Instructions:
[1] Decide whether each statement below agrees with the thread on water filters, and answer yes or no for each, quoting the words of the thread that settle it. (a) DavecUK says that a user with an Osmio does not need the Lelit in-tank filter. (b) Scottland describes the local water as hard. (c) Alpesh uses the Lelit filter together with Volvic water.
[2] Write out, word for word, the section of the thread on water filters starting with "Don't think you" and going on through "experience will confirm.".

Document:
((

Just need to think what I'm going to sell to pay for all of this now..


----------



## DavecUK

Usually people sell a body part...


----------



## ChrisKon

DavecUK said:


> Usually people sell a body part...


 Might have to post on the "Sale and wanted" section of this forum...


----------



## 7877

Resurrecting a thread, hope that is ok! 🙂

new bianca user here just going through setup. Presumably those of you using the Osmio Zero (or other RO for that matter) don't use the lelit water filter as well?


----------



## DavecUK

Sibling Chris said:


> Resurrecting a thread, hope that is ok! 🙂
> 
> new bianca user here just going through setup. Presumably those of you using the Osmio Zero (or other RO for that matter) don't use the lelit water filter as well?


 With an Osmio, you don't need the Lelit in tank filter.


----------



## 7877

Thanks, that is what I had assumed, just double checking! 🙄


----------



## Scottland

I may as well jump on this thread as I had been meaning to find out about this. Our water is pretty soft, about 80ppm (North Wales). We do however though use a water filter for everything via a BWT inline filter on the tap. I was planning on using the filter on the MaraX as well, but would I be better off not at all?


----------



## DavecUK

@Scottland Sounds like you may be better off not using it.


----------



## Scottland

DavecUK said:


> @Scottland Sounds like you may be better off not using it.


 Yeah probably right.


----------



## Buster

I'm using Tesco Ashbeck and the Lelit filter on my Bianca. How often should the filter be changed?


----------



## Alpesh

Don't think you need the filter if using bottled Tesco Ashbeck as I use Volvic and don't use the filter. I'm sure someone with more experience will confirm.


----------

))

Raw data:
((

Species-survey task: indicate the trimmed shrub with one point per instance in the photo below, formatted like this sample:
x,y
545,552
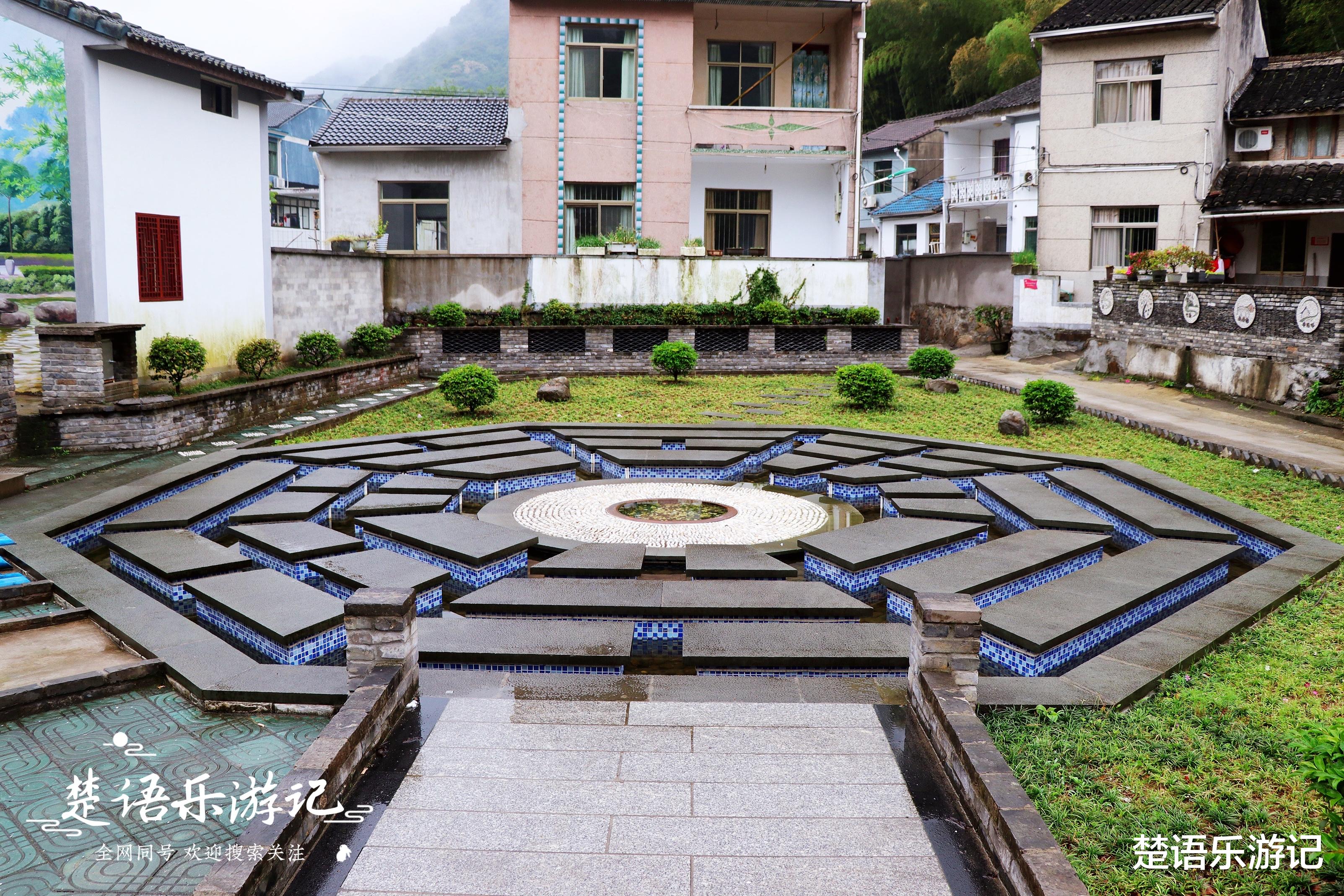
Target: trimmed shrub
x,y
256,356
932,363
370,340
867,386
175,358
677,359
318,348
448,315
863,316
1049,401
470,387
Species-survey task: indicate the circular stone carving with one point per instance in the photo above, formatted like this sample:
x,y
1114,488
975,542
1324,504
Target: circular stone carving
x,y
1146,304
1107,300
1244,312
1310,315
581,515
1190,307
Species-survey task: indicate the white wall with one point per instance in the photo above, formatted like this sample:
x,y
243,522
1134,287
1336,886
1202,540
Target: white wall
x,y
163,155
803,218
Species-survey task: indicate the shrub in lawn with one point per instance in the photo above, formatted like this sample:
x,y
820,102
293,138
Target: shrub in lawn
x,y
318,348
448,315
1049,401
867,386
175,358
470,387
256,356
677,359
932,363
370,340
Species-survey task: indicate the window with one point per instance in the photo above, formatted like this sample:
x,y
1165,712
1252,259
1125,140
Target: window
x,y
737,221
597,209
159,257
1002,156
1129,91
600,62
811,77
217,99
1117,233
1311,138
739,73
416,216
1284,246
880,171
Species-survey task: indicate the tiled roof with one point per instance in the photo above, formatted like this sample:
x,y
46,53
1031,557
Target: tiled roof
x,y
1292,186
416,121
113,26
1284,85
1082,14
921,202
1025,94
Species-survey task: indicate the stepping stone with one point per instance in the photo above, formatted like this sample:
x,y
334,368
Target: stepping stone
x,y
272,614
594,562
1064,621
342,575
205,508
733,562
288,507
851,559
161,562
1022,503
996,570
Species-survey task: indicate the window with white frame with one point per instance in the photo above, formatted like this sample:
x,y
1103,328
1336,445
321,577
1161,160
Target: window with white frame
x,y
1117,233
1129,91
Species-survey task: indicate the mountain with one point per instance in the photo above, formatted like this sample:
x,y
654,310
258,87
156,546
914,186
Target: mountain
x,y
470,53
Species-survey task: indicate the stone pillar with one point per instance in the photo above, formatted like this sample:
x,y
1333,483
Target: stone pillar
x,y
945,637
381,634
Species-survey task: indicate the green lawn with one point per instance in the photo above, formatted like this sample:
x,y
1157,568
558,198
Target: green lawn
x,y
1207,754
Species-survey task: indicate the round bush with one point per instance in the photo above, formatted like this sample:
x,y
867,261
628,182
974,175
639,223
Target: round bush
x,y
318,348
867,386
677,359
470,387
1049,401
448,315
370,340
932,363
256,356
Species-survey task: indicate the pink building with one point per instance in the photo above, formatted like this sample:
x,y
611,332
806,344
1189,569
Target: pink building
x,y
733,123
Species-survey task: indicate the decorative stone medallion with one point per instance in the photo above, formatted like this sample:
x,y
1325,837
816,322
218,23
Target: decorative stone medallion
x,y
1146,304
1190,307
1244,312
1310,315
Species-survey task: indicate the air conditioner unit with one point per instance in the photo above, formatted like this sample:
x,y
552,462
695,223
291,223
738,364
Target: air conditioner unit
x,y
1254,139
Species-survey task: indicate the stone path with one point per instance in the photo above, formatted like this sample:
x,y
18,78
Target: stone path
x,y
579,798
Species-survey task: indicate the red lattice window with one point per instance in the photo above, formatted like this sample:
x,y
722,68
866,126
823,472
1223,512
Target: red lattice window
x,y
159,257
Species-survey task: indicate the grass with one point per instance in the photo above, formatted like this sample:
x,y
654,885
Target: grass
x,y
1210,753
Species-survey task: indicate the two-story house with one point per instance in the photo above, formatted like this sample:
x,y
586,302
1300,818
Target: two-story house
x,y
1277,211
734,123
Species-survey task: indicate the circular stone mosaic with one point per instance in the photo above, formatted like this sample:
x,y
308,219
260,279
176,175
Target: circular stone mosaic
x,y
582,515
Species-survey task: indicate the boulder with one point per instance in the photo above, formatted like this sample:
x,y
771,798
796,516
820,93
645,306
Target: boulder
x,y
554,390
1014,423
941,386
56,312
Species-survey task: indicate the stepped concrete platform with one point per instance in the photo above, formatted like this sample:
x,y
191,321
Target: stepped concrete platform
x,y
1061,623
996,570
1022,503
271,614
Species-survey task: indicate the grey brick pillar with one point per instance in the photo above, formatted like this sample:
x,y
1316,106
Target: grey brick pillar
x,y
945,637
381,634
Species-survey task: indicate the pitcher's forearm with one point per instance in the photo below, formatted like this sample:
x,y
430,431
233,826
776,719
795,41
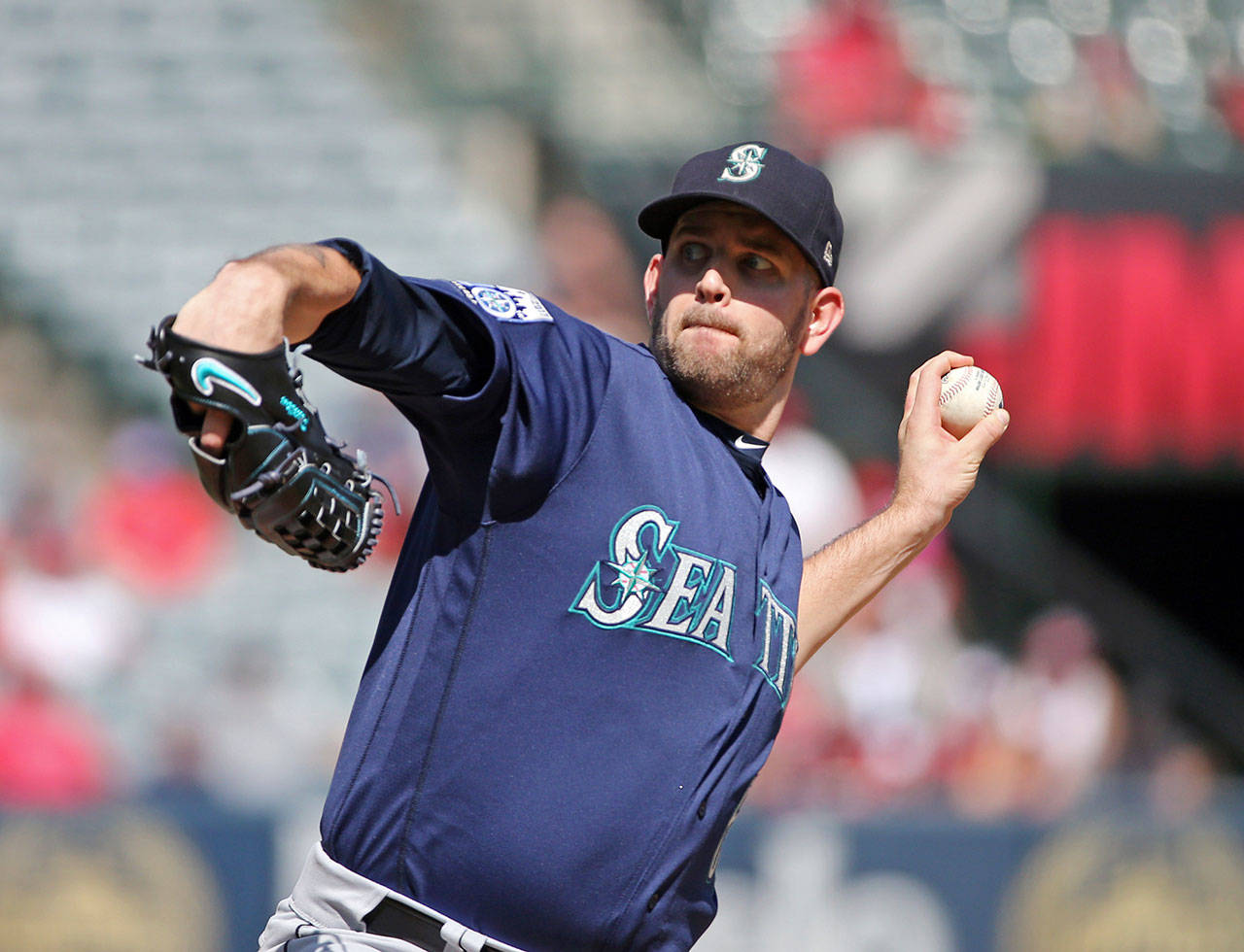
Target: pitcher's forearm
x,y
254,302
847,574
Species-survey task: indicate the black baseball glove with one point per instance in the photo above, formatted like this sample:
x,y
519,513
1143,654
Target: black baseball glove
x,y
281,475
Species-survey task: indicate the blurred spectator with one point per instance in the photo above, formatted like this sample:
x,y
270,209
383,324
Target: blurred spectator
x,y
61,622
256,719
815,477
147,519
844,72
179,781
52,753
590,268
1055,726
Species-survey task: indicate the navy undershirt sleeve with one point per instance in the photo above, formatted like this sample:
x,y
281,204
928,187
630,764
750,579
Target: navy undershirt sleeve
x,y
412,341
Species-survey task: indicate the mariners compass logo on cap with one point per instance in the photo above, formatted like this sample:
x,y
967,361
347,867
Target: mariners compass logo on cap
x,y
744,163
790,192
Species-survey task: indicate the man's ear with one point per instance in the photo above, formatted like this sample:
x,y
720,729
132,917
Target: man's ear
x,y
826,314
651,283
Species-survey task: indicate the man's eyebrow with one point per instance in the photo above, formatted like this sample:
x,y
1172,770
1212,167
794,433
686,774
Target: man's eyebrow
x,y
753,235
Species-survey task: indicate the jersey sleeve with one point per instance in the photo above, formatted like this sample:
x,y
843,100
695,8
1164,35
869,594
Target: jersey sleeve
x,y
502,387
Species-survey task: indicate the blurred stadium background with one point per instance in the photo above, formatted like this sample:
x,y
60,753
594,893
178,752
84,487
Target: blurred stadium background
x,y
1031,741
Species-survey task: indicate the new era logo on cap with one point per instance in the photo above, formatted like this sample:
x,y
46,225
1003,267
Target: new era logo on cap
x,y
790,192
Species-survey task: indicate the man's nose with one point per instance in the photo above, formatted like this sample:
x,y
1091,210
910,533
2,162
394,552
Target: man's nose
x,y
711,289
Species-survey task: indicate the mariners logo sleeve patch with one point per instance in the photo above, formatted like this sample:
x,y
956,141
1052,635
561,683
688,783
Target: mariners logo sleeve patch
x,y
505,303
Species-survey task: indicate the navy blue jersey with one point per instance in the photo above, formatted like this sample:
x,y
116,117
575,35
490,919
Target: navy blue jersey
x,y
590,634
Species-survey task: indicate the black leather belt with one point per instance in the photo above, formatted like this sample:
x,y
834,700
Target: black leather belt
x,y
397,920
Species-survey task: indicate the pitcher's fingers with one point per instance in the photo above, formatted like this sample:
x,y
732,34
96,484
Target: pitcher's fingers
x,y
217,425
987,430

))

Answers to each task:
[1]
(a) Yes: "With an Osmio, you don't need the Lelit in tank filter."
(b) No: "Our water is pretty soft, about 80ppm (North Wales)."
(c) No: "as I use Volvic and don't use the filter."

[2]
Don't think you need the filter if using bottled Tesco Ashbeck as I use Volvic and don't use the filter. I'm sure someone with more experience will confirm.